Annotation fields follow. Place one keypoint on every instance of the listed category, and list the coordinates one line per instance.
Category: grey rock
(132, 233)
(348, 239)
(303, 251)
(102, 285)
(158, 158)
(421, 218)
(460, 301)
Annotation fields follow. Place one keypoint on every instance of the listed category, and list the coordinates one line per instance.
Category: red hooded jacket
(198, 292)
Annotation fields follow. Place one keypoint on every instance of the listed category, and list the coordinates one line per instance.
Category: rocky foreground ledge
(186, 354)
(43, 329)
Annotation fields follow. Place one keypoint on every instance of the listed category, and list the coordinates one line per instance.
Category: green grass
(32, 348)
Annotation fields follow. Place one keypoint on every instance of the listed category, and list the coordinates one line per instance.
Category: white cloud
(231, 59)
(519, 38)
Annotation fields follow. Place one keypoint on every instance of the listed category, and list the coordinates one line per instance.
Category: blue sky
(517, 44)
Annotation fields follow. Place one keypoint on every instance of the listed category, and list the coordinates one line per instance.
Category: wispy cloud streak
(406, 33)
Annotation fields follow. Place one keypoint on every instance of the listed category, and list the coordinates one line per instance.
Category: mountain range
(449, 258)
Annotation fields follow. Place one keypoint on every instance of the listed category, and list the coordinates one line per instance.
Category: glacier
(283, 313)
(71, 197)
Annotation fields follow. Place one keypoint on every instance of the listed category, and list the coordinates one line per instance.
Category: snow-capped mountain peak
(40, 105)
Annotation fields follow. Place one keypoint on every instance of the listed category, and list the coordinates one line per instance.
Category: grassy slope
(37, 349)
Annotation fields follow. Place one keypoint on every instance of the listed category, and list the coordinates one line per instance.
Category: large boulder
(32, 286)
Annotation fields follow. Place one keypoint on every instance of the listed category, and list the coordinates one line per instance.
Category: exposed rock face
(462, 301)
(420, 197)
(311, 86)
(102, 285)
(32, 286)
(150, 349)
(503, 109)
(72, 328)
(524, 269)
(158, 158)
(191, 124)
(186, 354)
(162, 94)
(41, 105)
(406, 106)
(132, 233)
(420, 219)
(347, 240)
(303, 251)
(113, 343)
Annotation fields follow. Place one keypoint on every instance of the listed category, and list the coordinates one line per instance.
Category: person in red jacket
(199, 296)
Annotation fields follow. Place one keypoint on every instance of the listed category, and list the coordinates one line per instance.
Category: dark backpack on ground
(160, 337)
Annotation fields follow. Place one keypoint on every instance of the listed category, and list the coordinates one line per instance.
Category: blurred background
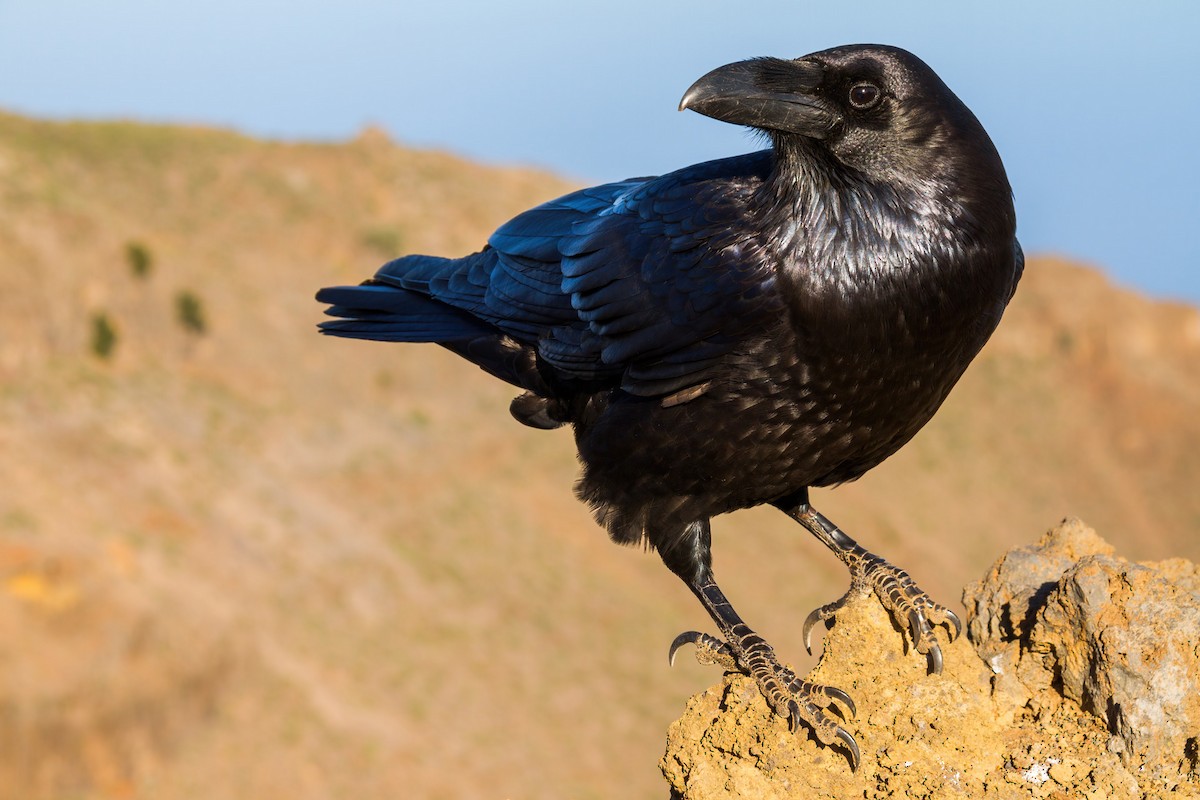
(238, 560)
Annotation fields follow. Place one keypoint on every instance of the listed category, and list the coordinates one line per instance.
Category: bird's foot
(904, 600)
(791, 697)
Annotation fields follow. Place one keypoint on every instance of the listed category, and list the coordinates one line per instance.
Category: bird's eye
(864, 95)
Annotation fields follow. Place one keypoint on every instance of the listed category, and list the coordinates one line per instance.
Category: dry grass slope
(250, 563)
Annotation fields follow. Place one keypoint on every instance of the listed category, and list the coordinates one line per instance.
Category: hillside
(240, 560)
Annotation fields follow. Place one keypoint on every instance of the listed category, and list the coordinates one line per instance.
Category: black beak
(766, 94)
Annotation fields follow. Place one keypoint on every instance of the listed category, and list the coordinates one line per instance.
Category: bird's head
(879, 110)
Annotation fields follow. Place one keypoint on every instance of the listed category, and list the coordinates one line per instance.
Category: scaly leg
(897, 591)
(791, 697)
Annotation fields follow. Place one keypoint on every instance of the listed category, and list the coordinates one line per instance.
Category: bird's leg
(742, 649)
(899, 594)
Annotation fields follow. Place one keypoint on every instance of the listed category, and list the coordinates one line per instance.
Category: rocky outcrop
(1078, 678)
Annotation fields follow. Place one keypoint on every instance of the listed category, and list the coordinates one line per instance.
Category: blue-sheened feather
(637, 282)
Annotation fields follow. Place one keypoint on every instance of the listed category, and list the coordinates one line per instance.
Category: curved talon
(809, 621)
(916, 625)
(793, 716)
(852, 746)
(958, 624)
(844, 698)
(935, 659)
(687, 637)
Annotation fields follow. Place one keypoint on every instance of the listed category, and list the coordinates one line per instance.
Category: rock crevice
(1078, 678)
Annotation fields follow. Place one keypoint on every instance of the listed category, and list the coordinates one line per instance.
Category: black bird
(737, 331)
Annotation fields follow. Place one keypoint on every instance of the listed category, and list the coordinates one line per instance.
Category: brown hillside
(246, 561)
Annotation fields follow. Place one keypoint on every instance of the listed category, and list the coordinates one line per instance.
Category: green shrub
(139, 259)
(103, 336)
(190, 312)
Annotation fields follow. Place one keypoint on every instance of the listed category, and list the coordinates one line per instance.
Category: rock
(1083, 686)
(1120, 639)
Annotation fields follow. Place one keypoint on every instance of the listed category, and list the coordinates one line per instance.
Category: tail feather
(391, 314)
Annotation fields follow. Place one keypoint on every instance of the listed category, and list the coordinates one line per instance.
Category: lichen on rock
(1081, 683)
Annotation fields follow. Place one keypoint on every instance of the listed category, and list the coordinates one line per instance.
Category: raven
(737, 331)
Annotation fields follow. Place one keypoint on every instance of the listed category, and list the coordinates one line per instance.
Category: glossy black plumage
(736, 331)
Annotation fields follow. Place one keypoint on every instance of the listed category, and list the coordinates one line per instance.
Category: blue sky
(1092, 104)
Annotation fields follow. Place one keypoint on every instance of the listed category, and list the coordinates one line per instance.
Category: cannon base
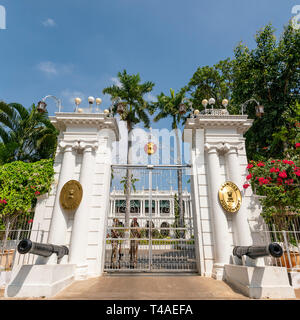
(30, 281)
(260, 282)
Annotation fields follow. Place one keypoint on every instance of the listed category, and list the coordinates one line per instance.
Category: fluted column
(79, 236)
(241, 229)
(219, 220)
(58, 226)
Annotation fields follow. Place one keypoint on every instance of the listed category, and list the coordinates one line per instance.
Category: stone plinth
(260, 282)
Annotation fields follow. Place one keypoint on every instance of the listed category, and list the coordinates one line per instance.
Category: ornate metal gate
(151, 238)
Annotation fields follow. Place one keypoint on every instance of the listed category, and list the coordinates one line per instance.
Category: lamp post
(186, 104)
(212, 111)
(259, 109)
(41, 107)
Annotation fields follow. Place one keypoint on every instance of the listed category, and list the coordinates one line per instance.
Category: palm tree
(25, 135)
(129, 102)
(173, 106)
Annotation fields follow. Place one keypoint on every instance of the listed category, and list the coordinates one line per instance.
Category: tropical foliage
(170, 106)
(129, 102)
(269, 73)
(20, 185)
(278, 182)
(25, 135)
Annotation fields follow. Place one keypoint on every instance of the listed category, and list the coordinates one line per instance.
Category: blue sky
(76, 47)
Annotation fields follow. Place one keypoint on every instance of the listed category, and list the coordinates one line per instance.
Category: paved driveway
(148, 287)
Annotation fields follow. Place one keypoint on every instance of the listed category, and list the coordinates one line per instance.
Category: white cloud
(70, 95)
(47, 67)
(51, 68)
(49, 23)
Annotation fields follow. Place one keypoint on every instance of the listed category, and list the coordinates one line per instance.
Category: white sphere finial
(225, 103)
(204, 103)
(77, 101)
(98, 101)
(211, 101)
(91, 100)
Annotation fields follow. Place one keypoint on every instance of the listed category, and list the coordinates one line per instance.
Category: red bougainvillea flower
(249, 176)
(260, 164)
(282, 174)
(289, 181)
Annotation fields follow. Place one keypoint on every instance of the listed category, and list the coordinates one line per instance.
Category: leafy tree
(269, 73)
(20, 185)
(211, 82)
(278, 182)
(129, 102)
(25, 135)
(170, 106)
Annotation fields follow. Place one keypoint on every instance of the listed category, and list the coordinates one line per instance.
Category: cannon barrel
(41, 249)
(273, 249)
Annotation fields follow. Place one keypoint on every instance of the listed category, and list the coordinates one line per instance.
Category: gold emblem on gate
(230, 197)
(71, 195)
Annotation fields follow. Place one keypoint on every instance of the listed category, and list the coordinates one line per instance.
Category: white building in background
(163, 209)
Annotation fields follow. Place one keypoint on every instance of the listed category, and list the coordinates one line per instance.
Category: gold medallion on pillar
(71, 195)
(230, 197)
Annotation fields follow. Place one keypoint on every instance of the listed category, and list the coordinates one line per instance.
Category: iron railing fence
(290, 243)
(163, 239)
(146, 248)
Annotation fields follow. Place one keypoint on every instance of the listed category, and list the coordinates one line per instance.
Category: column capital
(85, 146)
(66, 146)
(210, 148)
(232, 148)
(222, 147)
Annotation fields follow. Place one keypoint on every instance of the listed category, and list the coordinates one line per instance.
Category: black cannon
(41, 249)
(273, 249)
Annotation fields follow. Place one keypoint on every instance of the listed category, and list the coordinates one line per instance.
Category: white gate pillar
+===+
- _WORK REQUIRED_
Copy exactly the lines from the one with "Category: black cannon" through the last line of the material, keeping both ends.

- _EXERCISE SOLUTION_
Category: black cannon
(41, 249)
(273, 249)
Annotation fields follow. Place one keypoint on every instance of the listed category, and list the coordinates one line per instance.
Category: white gate pillar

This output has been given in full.